*THE PROBLEM:* Give the stretch from the start of the data below through the line containing "pixel 458 314" as a numbered list, leaving out any blank lines.

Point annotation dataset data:
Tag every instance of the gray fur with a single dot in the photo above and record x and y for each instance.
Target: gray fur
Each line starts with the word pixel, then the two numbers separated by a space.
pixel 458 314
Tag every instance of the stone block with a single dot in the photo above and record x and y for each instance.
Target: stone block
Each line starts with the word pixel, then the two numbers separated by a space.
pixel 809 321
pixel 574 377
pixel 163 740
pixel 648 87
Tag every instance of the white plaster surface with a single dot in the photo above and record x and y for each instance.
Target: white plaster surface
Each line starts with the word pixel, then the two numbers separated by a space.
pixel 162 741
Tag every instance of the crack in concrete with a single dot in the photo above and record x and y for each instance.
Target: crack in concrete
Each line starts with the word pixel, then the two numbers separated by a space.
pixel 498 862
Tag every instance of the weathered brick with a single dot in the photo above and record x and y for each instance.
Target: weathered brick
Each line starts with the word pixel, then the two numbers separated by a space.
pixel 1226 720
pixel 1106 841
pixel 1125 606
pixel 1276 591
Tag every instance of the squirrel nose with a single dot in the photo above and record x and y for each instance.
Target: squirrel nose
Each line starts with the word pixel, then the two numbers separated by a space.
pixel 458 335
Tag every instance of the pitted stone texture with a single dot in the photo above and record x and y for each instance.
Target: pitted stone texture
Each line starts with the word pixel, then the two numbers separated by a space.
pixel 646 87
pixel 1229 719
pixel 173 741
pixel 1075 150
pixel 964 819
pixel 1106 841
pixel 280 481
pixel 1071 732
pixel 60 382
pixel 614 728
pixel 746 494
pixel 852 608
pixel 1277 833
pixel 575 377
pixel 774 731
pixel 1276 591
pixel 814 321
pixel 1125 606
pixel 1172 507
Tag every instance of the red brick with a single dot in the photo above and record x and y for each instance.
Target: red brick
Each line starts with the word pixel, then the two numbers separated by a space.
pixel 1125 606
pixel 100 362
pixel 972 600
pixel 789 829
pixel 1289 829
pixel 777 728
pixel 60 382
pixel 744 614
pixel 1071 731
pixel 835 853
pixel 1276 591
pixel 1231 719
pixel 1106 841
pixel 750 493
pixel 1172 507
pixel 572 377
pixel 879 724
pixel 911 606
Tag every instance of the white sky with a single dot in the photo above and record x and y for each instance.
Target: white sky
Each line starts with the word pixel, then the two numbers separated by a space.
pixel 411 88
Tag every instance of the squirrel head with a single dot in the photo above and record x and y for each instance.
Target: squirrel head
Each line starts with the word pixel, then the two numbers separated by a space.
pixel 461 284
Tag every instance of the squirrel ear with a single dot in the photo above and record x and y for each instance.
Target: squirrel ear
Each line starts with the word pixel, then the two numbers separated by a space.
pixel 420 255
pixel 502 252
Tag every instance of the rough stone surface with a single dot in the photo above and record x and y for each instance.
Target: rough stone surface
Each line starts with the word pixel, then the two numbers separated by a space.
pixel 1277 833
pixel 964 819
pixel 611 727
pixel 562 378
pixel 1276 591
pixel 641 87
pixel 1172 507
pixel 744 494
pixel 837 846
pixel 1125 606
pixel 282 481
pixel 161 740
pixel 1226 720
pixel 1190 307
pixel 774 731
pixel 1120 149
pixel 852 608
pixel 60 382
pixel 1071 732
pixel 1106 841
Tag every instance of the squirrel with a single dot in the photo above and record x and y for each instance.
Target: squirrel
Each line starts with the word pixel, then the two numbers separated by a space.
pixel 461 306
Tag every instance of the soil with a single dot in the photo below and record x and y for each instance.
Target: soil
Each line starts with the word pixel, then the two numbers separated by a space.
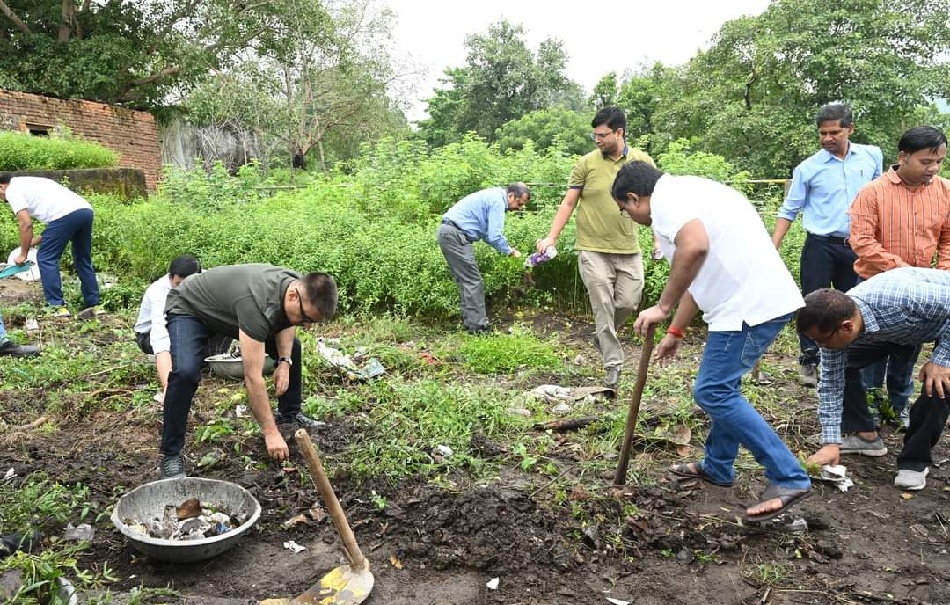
pixel 655 541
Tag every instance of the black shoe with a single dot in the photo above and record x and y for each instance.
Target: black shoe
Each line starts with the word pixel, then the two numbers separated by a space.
pixel 172 467
pixel 612 379
pixel 8 347
pixel 298 418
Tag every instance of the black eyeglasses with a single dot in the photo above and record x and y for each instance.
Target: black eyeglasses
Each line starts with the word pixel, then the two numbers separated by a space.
pixel 307 320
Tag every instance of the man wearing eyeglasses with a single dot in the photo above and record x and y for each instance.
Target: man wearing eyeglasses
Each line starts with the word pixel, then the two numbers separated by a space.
pixel 260 305
pixel 823 187
pixel 608 247
pixel 477 216
pixel 723 263
pixel 894 311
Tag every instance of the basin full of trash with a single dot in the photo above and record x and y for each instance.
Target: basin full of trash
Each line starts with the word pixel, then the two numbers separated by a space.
pixel 187 519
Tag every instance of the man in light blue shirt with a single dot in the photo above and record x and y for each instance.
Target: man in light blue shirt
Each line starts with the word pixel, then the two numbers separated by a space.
pixel 896 310
pixel 823 187
pixel 477 216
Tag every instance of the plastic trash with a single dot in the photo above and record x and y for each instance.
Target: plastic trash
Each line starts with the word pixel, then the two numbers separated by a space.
pixel 541 257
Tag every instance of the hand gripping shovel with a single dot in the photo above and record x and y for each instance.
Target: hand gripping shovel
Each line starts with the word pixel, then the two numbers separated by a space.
pixel 14 269
pixel 645 353
pixel 347 584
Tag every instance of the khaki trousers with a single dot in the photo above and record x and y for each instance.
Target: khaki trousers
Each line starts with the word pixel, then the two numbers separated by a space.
pixel 614 284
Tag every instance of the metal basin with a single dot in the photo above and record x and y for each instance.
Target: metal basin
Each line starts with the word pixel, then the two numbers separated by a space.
pixel 148 501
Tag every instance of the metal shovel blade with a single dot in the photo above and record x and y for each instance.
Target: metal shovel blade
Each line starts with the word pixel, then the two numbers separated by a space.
pixel 342 586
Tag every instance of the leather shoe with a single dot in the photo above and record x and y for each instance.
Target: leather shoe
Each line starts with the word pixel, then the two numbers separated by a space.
pixel 7 347
pixel 613 377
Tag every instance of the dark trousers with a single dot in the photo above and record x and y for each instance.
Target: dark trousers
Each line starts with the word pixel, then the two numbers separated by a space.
pixel 189 340
pixel 927 416
pixel 460 255
pixel 825 263
pixel 75 227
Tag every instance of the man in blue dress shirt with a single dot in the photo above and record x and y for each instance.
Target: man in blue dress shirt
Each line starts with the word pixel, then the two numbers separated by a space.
pixel 477 216
pixel 893 311
pixel 823 187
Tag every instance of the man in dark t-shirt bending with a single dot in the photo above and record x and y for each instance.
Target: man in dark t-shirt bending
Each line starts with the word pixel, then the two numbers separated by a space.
pixel 260 305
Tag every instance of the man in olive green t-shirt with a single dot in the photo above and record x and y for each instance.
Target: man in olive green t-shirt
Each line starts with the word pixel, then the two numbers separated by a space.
pixel 608 247
pixel 261 306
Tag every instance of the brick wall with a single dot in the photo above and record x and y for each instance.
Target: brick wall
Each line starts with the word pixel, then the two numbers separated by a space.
pixel 133 134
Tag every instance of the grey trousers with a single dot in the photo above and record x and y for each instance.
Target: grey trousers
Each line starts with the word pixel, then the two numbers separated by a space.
pixel 460 255
pixel 614 284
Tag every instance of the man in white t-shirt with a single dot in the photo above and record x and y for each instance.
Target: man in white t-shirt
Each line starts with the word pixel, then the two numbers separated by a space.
pixel 722 262
pixel 151 331
pixel 68 219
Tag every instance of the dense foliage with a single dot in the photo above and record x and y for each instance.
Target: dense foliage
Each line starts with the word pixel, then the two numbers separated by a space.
pixel 23 152
pixel 372 226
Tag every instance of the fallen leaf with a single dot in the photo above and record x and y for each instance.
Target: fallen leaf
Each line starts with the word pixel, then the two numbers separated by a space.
pixel 296 520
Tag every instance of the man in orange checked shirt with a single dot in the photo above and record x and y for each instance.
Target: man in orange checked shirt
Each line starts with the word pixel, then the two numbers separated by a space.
pixel 901 219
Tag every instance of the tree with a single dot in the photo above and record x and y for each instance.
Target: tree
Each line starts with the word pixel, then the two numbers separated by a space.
pixel 753 95
pixel 502 81
pixel 561 128
pixel 312 93
pixel 135 53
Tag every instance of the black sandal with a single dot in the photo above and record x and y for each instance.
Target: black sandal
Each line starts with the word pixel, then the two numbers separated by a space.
pixel 787 495
pixel 695 470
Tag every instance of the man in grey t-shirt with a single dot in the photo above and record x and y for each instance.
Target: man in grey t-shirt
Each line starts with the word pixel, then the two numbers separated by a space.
pixel 260 305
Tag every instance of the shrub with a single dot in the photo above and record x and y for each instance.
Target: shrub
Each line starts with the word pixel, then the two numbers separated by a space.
pixel 24 152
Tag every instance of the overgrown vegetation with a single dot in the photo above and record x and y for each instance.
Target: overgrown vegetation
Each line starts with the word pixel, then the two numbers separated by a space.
pixel 58 152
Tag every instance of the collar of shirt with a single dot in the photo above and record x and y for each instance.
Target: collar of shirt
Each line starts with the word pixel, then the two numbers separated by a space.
pixel 867 318
pixel 626 150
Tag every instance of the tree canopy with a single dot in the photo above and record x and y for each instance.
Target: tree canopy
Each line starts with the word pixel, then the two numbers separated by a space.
pixel 501 81
pixel 135 53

*FULL OUTPUT:*
1. Tag every instance of the gray fur with a single dot in the photo above and record x and y for each instance.
2. Target: gray fur
3. Each line starts with the word pixel, then the two numbers separated by a space.
4. pixel 458 314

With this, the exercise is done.